### What to produce
The data should be written out in full, exactly as it stands, and the pictures dropped.

··· Data for review ···

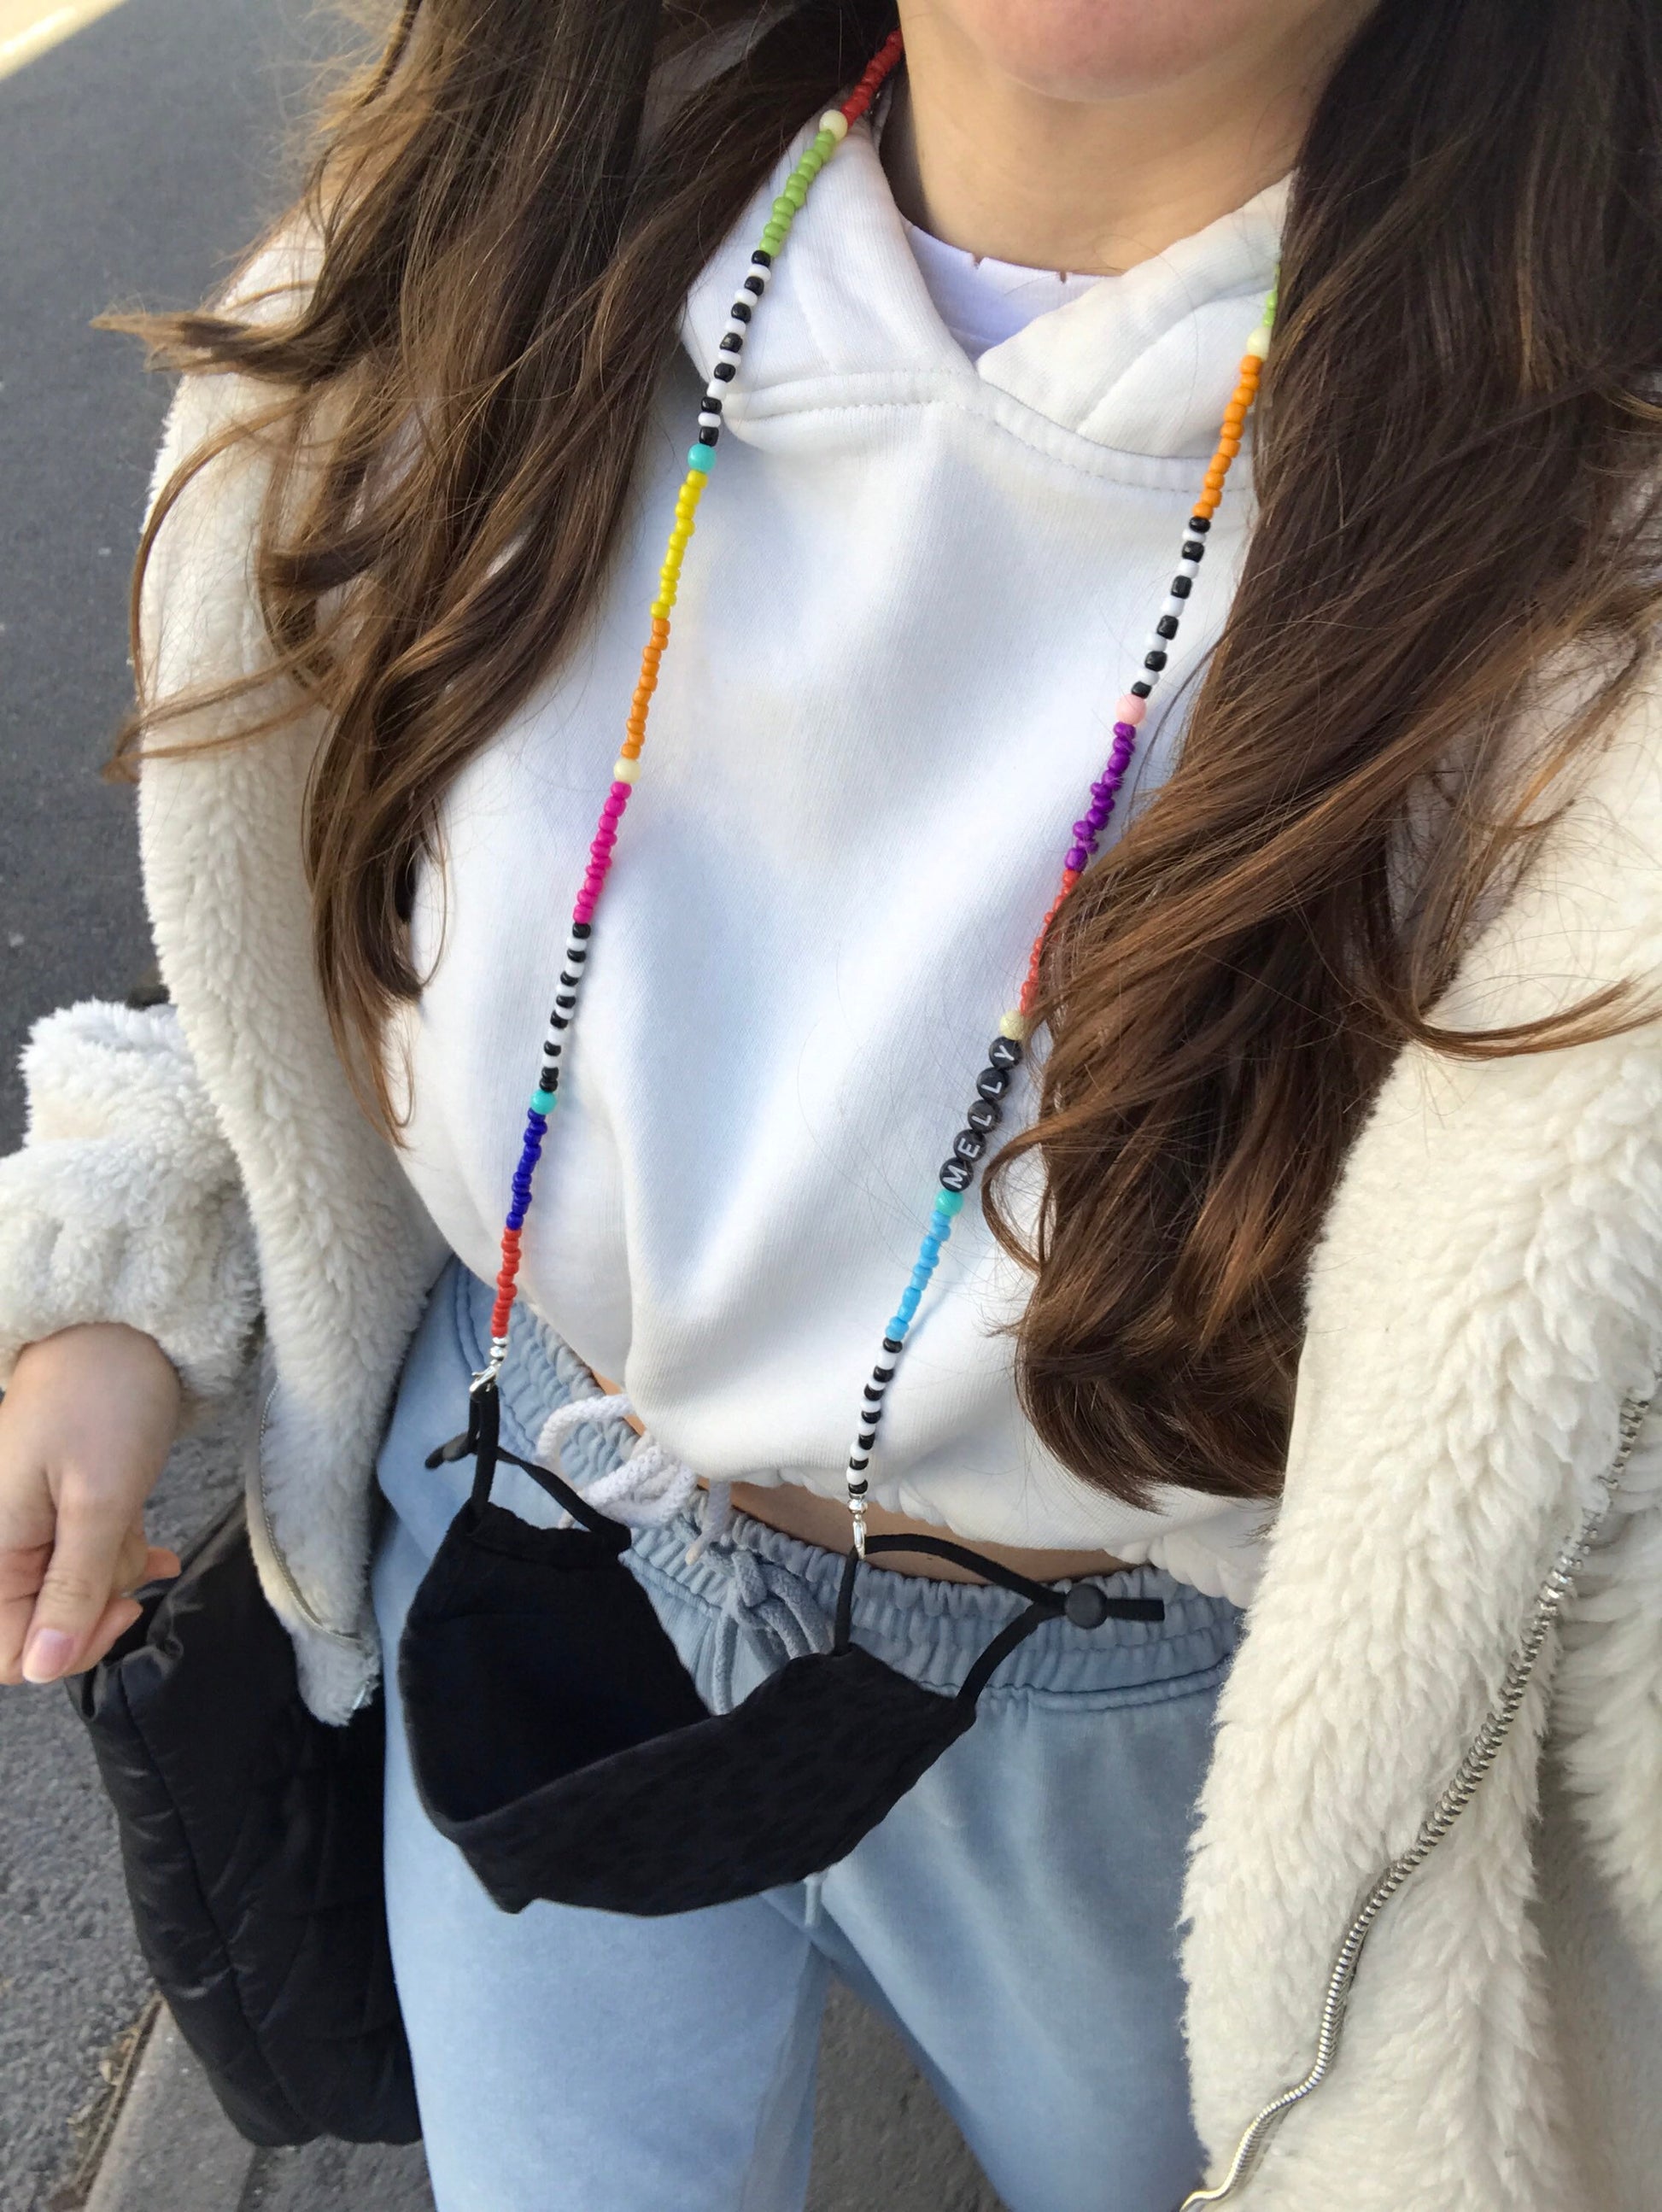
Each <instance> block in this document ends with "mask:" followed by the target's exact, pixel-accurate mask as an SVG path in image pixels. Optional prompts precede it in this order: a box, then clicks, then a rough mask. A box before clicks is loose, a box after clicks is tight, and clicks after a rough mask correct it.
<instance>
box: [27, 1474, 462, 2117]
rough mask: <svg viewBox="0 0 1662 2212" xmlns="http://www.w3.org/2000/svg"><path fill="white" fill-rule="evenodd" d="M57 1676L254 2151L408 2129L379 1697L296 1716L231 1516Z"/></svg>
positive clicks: (204, 2054) (139, 1926)
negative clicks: (381, 1798)
mask: <svg viewBox="0 0 1662 2212" xmlns="http://www.w3.org/2000/svg"><path fill="white" fill-rule="evenodd" d="M139 1599H142V1604H144V1617H142V1619H139V1621H135V1626H133V1628H131V1630H128V1632H126V1635H124V1637H122V1639H120V1641H117V1644H115V1646H113V1648H111V1652H108V1655H106V1657H104V1659H102V1661H100V1663H97V1666H95V1668H93V1670H91V1672H86V1674H77V1677H75V1679H73V1681H71V1683H69V1694H71V1701H73V1703H75V1710H77V1712H80V1717H82V1721H84V1723H86V1730H89V1734H91V1739H93V1750H95V1752H97V1765H100V1772H102V1776H104V1787H106V1790H108V1794H111V1801H113V1805H115V1814H117V1823H120V1832H122V1865H124V1871H126V1891H128V1898H131V1902H133V1920H135V1922H137V1936H139V1947H142V1949H144V1958H146V1962H148V1966H150V1973H153V1975H155V1980H157V1986H159V1989H162V1995H164V1997H166V2000H168V2006H170V2011H173V2017H175V2020H177V2022H179V2028H181V2033H184V2037H186V2042H188V2044H190V2048H193V2051H195V2055H197V2057H199V2059H201V2066H204V2070H206V2075H208V2079H210V2084H212V2088H215V2095H217V2097H219V2104H221V2106H224V2108H226V2117H228V2119H230V2121H232V2126H235V2128H237V2130H239V2132H241V2135H243V2137H248V2141H250V2143H305V2141H312V2137H319V2135H334V2137H341V2139H345V2141H350V2143H414V2141H416V2137H418V2135H420V2126H418V2121H416V2095H414V2084H412V2077H409V2048H407V2044H405V2031H403V2020H401V2015H398V1995H396V1991H394V1982H392V1958H389V1953H387V1916H385V1896H383V1876H381V1765H383V1750H385V1705H383V1701H381V1699H376V1701H374V1705H367V1708H365V1710H363V1712H359V1714H356V1717H354V1719H352V1721H350V1723H347V1725H345V1728H328V1725H325V1723H323V1721H319V1719H314V1717H312V1714H310V1712H308V1710H305V1705H303V1703H301V1692H299V1681H297V1672H294V1650H292V1646H290V1639H288V1632H285V1630H283V1626H281V1621H279V1619H277V1615H274V1613H272V1608H270V1606H268V1604H266V1597H263V1595H261V1588H259V1577H257V1573H255V1557H252V1551H250V1546H248V1524H246V1520H243V1509H241V1504H239V1506H237V1509H235V1511H232V1513H230V1515H226V1520H221V1522H219V1524H217V1526H215V1528H212V1531H210V1533H208V1535H206V1537H204V1540H201V1542H199V1544H197V1546H195V1551H193V1553H190V1555H188V1557H186V1564H184V1573H181V1575H179V1577H177V1582H164V1584H153V1586H148V1588H146V1590H142V1593H139Z"/></svg>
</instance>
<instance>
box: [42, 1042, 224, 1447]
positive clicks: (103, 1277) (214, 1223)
mask: <svg viewBox="0 0 1662 2212" xmlns="http://www.w3.org/2000/svg"><path fill="white" fill-rule="evenodd" d="M22 1068H24V1079H27V1086H29V1135H27V1141H24V1146H22V1150H20V1152H13V1155H11V1157H9V1159H0V1385H2V1383H7V1380H11V1369H13V1367H15V1360H18V1354H20V1352H22V1347H24V1345H27V1343H33V1340H35V1338H40V1336H51V1334H53V1332H55V1329H66V1327H71V1325H77V1323H86V1321H124V1323H126V1325H128V1327H135V1329H144V1332H146V1334H148V1336H153V1338H155V1340H157V1343H159V1345H162V1349H164V1352H166V1354H168V1358H170V1360H173V1365H175V1367H177V1369H179V1378H181V1383H184V1387H186V1391H188V1396H190V1398H193V1400H197V1402H199V1405H201V1402H212V1400H215V1398H224V1396H226V1394H228V1391H230V1389H232V1387H235V1383H237V1378H239V1374H241V1369H243V1363H246V1358H248V1349H250V1340H252V1334H255V1327H257V1321H259V1270H257V1261H255V1239H252V1230H250V1221H248V1208H246V1203H243V1194H241V1186H239V1177H237V1164H235V1159H232V1152H230V1146H228V1144H226V1139H224V1135H221V1133H219V1126H217V1121H215V1113H212V1106H210V1102H208V1095H206V1091H204V1086H201V1077H199V1075H197V1071H195V1066H193V1062H190V1053H188V1051H186V1044H184V1035H181V1031H179V1020H177V1015H175V1011H173V1009H170V1006H150V1009H144V1011H135V1009H131V1006H115V1004H102V1002H95V1000H86V1002H84V1004H77V1006H66V1009H62V1011H60V1013H51V1015H46V1018H44V1020H42V1022H38V1024H35V1029H33V1033H31V1037H29V1044H27V1048H24V1055H22Z"/></svg>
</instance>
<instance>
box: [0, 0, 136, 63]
mask: <svg viewBox="0 0 1662 2212" xmlns="http://www.w3.org/2000/svg"><path fill="white" fill-rule="evenodd" d="M120 4H122V0H0V77H9V75H11V73H13V69H22V66H24V62H33V60H35V55H40V53H46V49H49V46H55V44H58V42H60V40H64V38H73V35H75V31H84V29H86V24H89V22H97V18H100V15H108V11H111V9H113V7H120Z"/></svg>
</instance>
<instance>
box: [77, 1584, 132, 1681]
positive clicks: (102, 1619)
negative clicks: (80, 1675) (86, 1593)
mask: <svg viewBox="0 0 1662 2212" xmlns="http://www.w3.org/2000/svg"><path fill="white" fill-rule="evenodd" d="M139 1613H144V1606H135V1604H133V1599H131V1597H113V1599H111V1601H108V1606H104V1613H102V1615H100V1619H97V1626H95V1628H93V1632H91V1635H89V1637H86V1641H84V1644H82V1650H80V1657H77V1661H75V1672H77V1674H80V1672H84V1670H86V1668H89V1666H97V1661H100V1659H102V1657H104V1652H106V1650H108V1648H111V1644H115V1639H117V1637H124V1635H126V1630H128V1628H131V1626H133V1621H135V1619H137V1617H139Z"/></svg>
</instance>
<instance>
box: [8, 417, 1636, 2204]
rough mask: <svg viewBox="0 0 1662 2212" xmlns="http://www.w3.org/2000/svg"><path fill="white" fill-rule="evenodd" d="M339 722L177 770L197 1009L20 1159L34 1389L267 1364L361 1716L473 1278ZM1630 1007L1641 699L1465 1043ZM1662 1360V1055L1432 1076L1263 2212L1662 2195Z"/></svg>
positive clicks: (1478, 963) (1202, 2030)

···

### Answer to this exercise
Each <instance> block in this document ends with "mask:" followed by the target's exact, pixel-accurate mask as an SVG path in image pixels. Optional prompts precede it in this order: a box, then clicks, then a rough mask. A box before clicks is loose, a box after clicks is tight, and clicks after a rough mask correct it.
<instance>
box: [27, 1474, 462, 2117]
rough mask: <svg viewBox="0 0 1662 2212" xmlns="http://www.w3.org/2000/svg"><path fill="white" fill-rule="evenodd" d="M57 1676L254 2151L408 2129L379 1697L296 1716L231 1516Z"/></svg>
positive clicks: (204, 2054) (139, 1926)
negative clicks: (381, 1798)
mask: <svg viewBox="0 0 1662 2212" xmlns="http://www.w3.org/2000/svg"><path fill="white" fill-rule="evenodd" d="M139 1599H142V1604H144V1617H142V1619H139V1621H135V1626H133V1628H131V1630H128V1632H126V1635H124V1637H122V1639H120V1641H117V1644H115V1646H113V1648H111V1652H108V1655H106V1657H104V1659H102V1661H100V1663H97V1666H95V1668H93V1670H91V1672H86V1674H77V1677H75V1679H73V1681H71V1683H69V1694H71V1701H73V1703H75V1710H77V1712H80V1717H82V1721H84V1723H86V1730H89V1734H91V1739H93V1750H95V1752H97V1765H100V1772H102V1776H104V1787H106V1790H108V1794H111V1801H113V1805H115V1814H117V1823H120V1832H122V1865H124V1871H126V1891H128V1898H131V1902H133V1920H135V1922H137V1936H139V1947H142V1949H144V1958H146V1962H148V1966H150V1973H153V1975H155V1980H157V1986H159V1989H162V1995H164V1997H166V2000H168V2006H170V2011H173V2017H175V2020H177V2022H179V2028H181V2033H184V2037H186V2042H188V2044H190V2048H193V2051H195V2055H197V2057H199V2059H201V2066H204V2070H206V2075H208V2079H210V2084H212V2088H215V2095H217V2097H219V2104H221V2106H224V2108H226V2117H228V2119H230V2121H232V2126H235V2128H237V2130H239V2132H241V2135H243V2137H248V2141H250V2143H305V2141H312V2137H319V2135H334V2137H341V2139H345V2141H350V2143H414V2141H416V2137H418V2135H420V2126H418V2121H416V2095H414V2084H412V2077H409V2048H407V2044H405V2031H403V2020H401V2015H398V1995H396V1991H394V1982H392V1958H389V1953H387V1916H385V1896H383V1876H381V1765H383V1750H385V1705H383V1701H381V1699H376V1701H374V1705H367V1708H365V1710H363V1712H359V1714H356V1717H354V1719H352V1721H350V1723H347V1725H345V1728H328V1725H325V1723H323V1721H319V1719H314V1717H312V1714H310V1712H308V1710H305V1705H303V1703H301V1692H299V1681H297V1672H294V1650H292V1646H290V1639H288V1632H285V1630H283V1626H281V1621H279V1619H277V1615H274V1613H272V1608H270V1606H268V1604H266V1597H263V1595H261V1588H259V1577H257V1573H255V1557H252V1551H250V1546H248V1524H246V1520H243V1509H241V1504H239V1506H237V1509H235V1511H232V1513H230V1515H226V1520H221V1522H219V1524H217V1526H215V1528H212V1531H210V1533H208V1535H206V1537H204V1540H201V1542H199V1544H197V1546H195V1551H193V1553H190V1555H188V1557H186V1564H184V1573H181V1575H179V1577H177V1582H164V1584H153V1586H148V1588H146V1590H142V1593H139Z"/></svg>
</instance>
<instance>
box: [42, 1042, 224, 1447]
positive clicks: (103, 1277) (214, 1223)
mask: <svg viewBox="0 0 1662 2212" xmlns="http://www.w3.org/2000/svg"><path fill="white" fill-rule="evenodd" d="M22 1068H24V1079H27V1086H29V1135H27V1141H24V1146H22V1150H20V1152H13V1155H11V1157H9V1159H0V1385H2V1383H7V1380H11V1369H13V1367H15V1360H18V1354H20V1352H22V1347H24V1345H27V1343H33V1340H35V1338H40V1336H51V1334H53V1332H55V1329H66V1327H71V1325H77V1323H86V1321H124V1323H126V1325H128V1327H135V1329H144V1332H146V1334H148V1336H153V1338H155V1340H157V1343H159V1345H162V1349H164V1352H166V1354H168V1358H170V1360H173V1365H175V1367H177V1369H179V1378H181V1383H184V1387H186V1391H188V1396H190V1398H193V1400H197V1402H199V1405H201V1402H212V1400H215V1398H224V1396H226V1394H228V1391H230V1389H232V1387H235V1383H237V1378H239V1374H241V1369H243V1363H246V1358H248V1349H250V1340H252V1334H255V1327H257V1321H259V1270H257V1261H255V1239H252V1230H250V1221H248V1208H246V1203H243V1194H241V1186H239V1177H237V1164H235V1159H232V1152H230V1146H228V1144H226V1139H224V1135H221V1133H219V1126H217V1121H215V1113H212V1106H210V1102H208V1095H206V1091H204V1086H201V1077H199V1075H197V1071H195V1066H193V1062H190V1053H188V1051H186V1044H184V1035H181V1031H179V1020H177V1015H175V1011H173V1009H170V1006H150V1009H144V1011H135V1009H131V1006H115V1004H102V1002H95V1000H86V1002H84V1004H77V1006H66V1009H62V1011H60V1013H51V1015H46V1018H44V1020H42V1022H38V1024H35V1029H33V1033H31V1037H29V1044H27V1048H24V1055H22Z"/></svg>
</instance>
<instance>
box: [0, 0, 136, 63]
mask: <svg viewBox="0 0 1662 2212" xmlns="http://www.w3.org/2000/svg"><path fill="white" fill-rule="evenodd" d="M120 4H122V0H0V77H9V75H11V73H13V69H22V66H24V62H33V60H35V55H40V53H46V49H49V46H55V44H58V42H60V40H64V38H73V35H75V31H84V29H86V24H89V22H97V18H100V15H108V11H111V9H113V7H120Z"/></svg>
</instance>
<instance>
box: [77, 1584, 132, 1681]
positive clicks: (102, 1619)
negative clicks: (80, 1675) (86, 1593)
mask: <svg viewBox="0 0 1662 2212" xmlns="http://www.w3.org/2000/svg"><path fill="white" fill-rule="evenodd" d="M139 1613H144V1606H135V1604H133V1599H131V1597H113V1599H111V1601H108V1606H104V1613H102V1615H100V1619H97V1626H95V1628H93V1632H91V1635H89V1637H86V1641H84V1644H82V1650H80V1657H77V1661H75V1672H77V1674H80V1672H84V1670H86V1668H89V1666H97V1661H100V1659H102V1657H104V1652H106V1650H108V1648H111V1644H115V1639H117V1637H124V1635H126V1630H128V1628H131V1626H133V1621H135V1619H137V1617H139Z"/></svg>
</instance>
<instance>
box: [8, 417, 1636, 2204]
rough mask: <svg viewBox="0 0 1662 2212" xmlns="http://www.w3.org/2000/svg"><path fill="white" fill-rule="evenodd" d="M339 722L177 770L197 1009L20 1159L34 1389L267 1364L361 1716L473 1278ZM1630 1007L1641 699L1465 1043ZM1662 1360V1055L1432 1076L1263 2212L1662 2195Z"/></svg>
positive clicks: (1478, 963) (1202, 2030)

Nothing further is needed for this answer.